• [PROBLEM]
Check every line of the entries below for "cuff", and copy the lines that have it.

• [SUPPLIED DATA]

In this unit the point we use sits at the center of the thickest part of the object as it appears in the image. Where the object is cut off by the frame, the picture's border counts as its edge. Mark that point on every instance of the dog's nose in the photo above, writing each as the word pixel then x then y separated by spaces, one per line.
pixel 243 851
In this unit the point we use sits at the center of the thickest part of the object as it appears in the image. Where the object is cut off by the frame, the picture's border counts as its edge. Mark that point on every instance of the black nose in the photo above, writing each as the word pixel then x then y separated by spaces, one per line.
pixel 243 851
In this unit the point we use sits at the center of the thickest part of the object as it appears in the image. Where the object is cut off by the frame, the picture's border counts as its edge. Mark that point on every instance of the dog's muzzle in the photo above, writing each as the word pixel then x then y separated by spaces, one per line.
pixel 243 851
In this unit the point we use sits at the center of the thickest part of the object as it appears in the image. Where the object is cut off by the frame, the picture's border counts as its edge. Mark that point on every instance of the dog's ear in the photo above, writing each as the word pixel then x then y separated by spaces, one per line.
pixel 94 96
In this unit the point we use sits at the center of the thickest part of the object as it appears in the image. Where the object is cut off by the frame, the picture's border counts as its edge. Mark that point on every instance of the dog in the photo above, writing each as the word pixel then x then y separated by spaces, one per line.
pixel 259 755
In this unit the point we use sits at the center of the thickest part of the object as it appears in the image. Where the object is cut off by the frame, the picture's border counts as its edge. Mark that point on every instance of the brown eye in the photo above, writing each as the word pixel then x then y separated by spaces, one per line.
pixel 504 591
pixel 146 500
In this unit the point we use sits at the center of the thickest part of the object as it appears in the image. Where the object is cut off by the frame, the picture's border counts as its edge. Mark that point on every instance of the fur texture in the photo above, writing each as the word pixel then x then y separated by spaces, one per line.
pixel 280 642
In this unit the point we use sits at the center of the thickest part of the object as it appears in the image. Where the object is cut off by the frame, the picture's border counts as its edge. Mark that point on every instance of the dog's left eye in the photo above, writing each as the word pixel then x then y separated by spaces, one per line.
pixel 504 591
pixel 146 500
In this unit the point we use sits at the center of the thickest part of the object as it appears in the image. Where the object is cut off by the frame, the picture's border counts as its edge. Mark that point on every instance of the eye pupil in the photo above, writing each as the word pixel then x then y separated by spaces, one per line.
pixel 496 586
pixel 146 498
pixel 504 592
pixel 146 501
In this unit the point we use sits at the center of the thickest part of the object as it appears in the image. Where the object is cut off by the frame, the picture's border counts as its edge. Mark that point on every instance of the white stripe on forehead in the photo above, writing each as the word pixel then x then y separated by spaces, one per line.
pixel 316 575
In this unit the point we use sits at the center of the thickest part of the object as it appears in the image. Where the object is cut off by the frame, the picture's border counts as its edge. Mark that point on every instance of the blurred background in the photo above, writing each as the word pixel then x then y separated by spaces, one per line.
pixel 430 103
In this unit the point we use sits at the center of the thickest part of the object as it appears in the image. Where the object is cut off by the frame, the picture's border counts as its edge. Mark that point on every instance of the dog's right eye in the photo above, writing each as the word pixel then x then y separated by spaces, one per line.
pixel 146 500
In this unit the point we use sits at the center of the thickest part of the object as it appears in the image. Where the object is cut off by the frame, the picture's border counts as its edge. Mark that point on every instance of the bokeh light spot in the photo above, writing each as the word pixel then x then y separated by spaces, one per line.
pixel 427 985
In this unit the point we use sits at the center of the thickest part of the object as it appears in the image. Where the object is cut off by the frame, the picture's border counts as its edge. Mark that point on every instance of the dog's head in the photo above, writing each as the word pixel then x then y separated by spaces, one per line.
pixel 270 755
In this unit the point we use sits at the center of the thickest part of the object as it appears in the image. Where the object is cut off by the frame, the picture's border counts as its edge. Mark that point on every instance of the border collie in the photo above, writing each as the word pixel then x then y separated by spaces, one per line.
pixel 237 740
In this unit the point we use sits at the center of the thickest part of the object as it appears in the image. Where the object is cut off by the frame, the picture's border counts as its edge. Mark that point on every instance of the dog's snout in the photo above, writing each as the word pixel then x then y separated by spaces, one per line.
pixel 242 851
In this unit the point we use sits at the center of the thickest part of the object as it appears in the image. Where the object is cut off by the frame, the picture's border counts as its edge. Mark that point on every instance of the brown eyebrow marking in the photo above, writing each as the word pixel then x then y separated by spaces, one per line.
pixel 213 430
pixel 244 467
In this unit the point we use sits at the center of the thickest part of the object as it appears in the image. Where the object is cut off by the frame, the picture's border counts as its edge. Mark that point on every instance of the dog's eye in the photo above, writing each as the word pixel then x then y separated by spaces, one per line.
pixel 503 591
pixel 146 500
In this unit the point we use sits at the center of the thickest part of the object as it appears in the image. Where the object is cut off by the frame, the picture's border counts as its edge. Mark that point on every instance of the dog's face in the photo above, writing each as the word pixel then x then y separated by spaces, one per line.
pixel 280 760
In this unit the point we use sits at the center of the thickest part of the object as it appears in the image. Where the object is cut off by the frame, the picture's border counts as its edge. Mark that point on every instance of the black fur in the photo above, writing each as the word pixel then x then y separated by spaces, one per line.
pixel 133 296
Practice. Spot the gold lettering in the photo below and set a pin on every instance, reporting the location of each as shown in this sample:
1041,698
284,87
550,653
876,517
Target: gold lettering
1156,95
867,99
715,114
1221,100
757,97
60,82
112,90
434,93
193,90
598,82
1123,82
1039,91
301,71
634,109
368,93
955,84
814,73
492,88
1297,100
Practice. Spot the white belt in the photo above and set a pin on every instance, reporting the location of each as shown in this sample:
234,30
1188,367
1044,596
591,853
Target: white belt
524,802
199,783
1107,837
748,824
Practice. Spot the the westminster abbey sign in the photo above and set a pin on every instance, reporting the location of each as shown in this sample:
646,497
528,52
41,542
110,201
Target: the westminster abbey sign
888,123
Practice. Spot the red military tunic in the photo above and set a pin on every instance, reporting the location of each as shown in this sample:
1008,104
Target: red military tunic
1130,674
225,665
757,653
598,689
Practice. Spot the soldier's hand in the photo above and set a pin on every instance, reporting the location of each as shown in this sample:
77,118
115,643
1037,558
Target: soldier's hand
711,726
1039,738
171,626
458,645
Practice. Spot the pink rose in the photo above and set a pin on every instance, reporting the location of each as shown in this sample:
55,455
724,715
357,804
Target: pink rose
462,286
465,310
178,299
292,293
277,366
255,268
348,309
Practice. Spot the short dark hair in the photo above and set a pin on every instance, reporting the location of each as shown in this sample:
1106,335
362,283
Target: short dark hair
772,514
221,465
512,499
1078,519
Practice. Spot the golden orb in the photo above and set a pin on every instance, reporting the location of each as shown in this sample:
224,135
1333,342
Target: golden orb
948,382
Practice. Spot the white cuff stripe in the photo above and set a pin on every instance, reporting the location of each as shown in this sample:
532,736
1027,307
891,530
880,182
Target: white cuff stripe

• [OUTPUT FOR THIS EXERCISE]
Practice. Spot the white cuff stripe in the photo above and set a pin on every instance, reporting the location of each as shown in this sample:
Target: white cuff stripe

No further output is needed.